▶ 課題の目的: 光ファイバーを使った地震観測（DAS）についての文章を、示されている最後の文の後から書き進めてください。

▶ 抽出テキスト:

* * * * * * *

Regular session » S02. Seismometry and monitoring system

[S02P] PM-P

Wed. Nov 1, 2023 5:00 PM - 6:30 PM Room P12 (F203) (Hall Annex)

[S02P-04] Observation of P-wave polarity with DAS recordings along Route 9

*Yuki Funabiki1, Masatoshi Miyazawa1 (1. Kyoto University)

1. はじめに
光ファイバーを分布型ひずみセンサーとするセンシング技術、通称DAS(Distributed Acoustic Sensing)が、地震学における観測技術として近年急速に広まっている。DASとは光ファイーバーケーブル内を伝播するレーザー光の後方散乱の位相を測定し、地震波動場によってケーブルに引き起こされる軸ひずみを計測する新技術であり、近年地震観測にも応用され始めている。DASにおいては、ケーブル自体が地震計として機能し、ケーブル沿いの任意の区間を地震計と同等に扱える。このために、地震計をおよそ数km~数十kmおきに一点ずつ設置する必要はなく、超高密度に地震波動場を捉えることが可能になっている。
このDASの非常に高い空間分解能を生かし、様々な地震学的研究が進められている。Li et al., 2021では、標準的なカタログの6倍の余震を検出した。Nishimura et al., 2021では火山性地震の震源位置を決定した。Fukushima et al., 2022では地震波干渉法をDAS記録に適用し、三陸沖のVs構造とVp/Vs構造を推定した。
また、DASを用いて震源メカニズムを推定する研究も試みられている。初動発信機構解を得るためにはP波初動極性を求める必要があり、従って、初動P波極性の読み取りが震源メカニズムの研究には必要である。Li et al., 2023では、隣り合うDAS観測点同士の相互相関を取り、その正負をもって相対極性を判断し、これを繋ぎ合わせることで、全てのチャンネルでの一貫した極性を導き出し、全体の正負の補正を光ファイバーケーブルの近くの地震計の上下成分記録極性ピックにより行った。

* * * * * * *

▶ レコード:
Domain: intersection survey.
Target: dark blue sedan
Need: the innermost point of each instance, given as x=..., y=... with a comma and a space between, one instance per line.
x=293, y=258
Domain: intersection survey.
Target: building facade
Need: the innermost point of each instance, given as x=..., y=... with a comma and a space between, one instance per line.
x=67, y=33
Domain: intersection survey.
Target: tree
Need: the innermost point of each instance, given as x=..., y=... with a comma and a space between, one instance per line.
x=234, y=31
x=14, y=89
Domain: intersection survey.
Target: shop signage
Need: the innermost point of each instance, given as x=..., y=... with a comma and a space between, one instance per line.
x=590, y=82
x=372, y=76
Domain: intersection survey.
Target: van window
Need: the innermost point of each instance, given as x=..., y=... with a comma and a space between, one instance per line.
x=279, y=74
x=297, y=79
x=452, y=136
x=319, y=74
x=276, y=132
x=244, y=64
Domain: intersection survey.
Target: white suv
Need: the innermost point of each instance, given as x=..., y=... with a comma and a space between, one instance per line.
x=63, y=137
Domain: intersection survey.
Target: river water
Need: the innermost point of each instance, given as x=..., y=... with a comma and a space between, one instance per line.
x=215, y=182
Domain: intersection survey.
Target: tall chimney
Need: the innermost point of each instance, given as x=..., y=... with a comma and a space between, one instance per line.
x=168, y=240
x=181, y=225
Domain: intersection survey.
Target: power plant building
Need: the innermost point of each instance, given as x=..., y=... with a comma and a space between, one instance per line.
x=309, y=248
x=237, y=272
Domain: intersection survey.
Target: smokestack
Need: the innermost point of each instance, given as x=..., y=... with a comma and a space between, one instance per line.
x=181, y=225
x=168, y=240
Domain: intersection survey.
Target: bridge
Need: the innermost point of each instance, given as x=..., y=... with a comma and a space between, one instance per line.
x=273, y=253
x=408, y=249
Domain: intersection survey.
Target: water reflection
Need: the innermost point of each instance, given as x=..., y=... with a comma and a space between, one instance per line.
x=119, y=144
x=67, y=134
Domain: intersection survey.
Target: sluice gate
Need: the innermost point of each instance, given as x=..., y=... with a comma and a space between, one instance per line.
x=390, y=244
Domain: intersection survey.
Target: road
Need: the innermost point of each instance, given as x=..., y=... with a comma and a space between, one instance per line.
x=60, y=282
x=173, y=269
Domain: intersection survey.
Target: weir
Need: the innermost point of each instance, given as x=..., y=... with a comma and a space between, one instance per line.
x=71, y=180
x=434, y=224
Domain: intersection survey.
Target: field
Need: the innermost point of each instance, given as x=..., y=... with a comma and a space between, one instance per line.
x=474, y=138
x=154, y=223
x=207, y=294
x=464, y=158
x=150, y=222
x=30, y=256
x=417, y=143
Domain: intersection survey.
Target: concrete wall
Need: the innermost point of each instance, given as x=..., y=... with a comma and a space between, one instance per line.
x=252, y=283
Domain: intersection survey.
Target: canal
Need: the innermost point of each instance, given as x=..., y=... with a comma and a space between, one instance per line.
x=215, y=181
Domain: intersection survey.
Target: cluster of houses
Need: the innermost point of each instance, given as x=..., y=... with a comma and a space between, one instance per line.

* * * * * * *

▶ この課題の解答:
DASを用いて震源メカニズムの研究を行うにあたって、いくつかの問題がある。第一のネックは、DASにおける実体波のS/N比の悪さにある。既に敷設されている光ファイバーケーブルを用いる場合、DAS記録は周囲のノイズの影響を受けやすくなる。特に、例えば日本の旧一級国道の場合は交通ノイズが大きい。第二に、光ファイバーケーブルのジオメトリの複雑さにある。特に地上から光ファイバーが見えない場合、その経路を直接は確認できず、そのため、それぞれのDAS観測点の位置がおおまかにしか特定できない。第三に、DASが見ているのがレーザー光の後方散乱の位相差だという点にある。位相変化を見るので、-πからπの変化しか分からず、従って光の波長以上の長さの変位が生じると、サイクルスキップが発生してしまう。このために、DASで大きな信号を読み取ることが困難となっている。
今回、我々はこれまでに比べ高い時空間サンプリング間隔でDAS記録を取ることで、目視で確認できる程度のP波の波形を得た。以下ではその手法及び結果について記す。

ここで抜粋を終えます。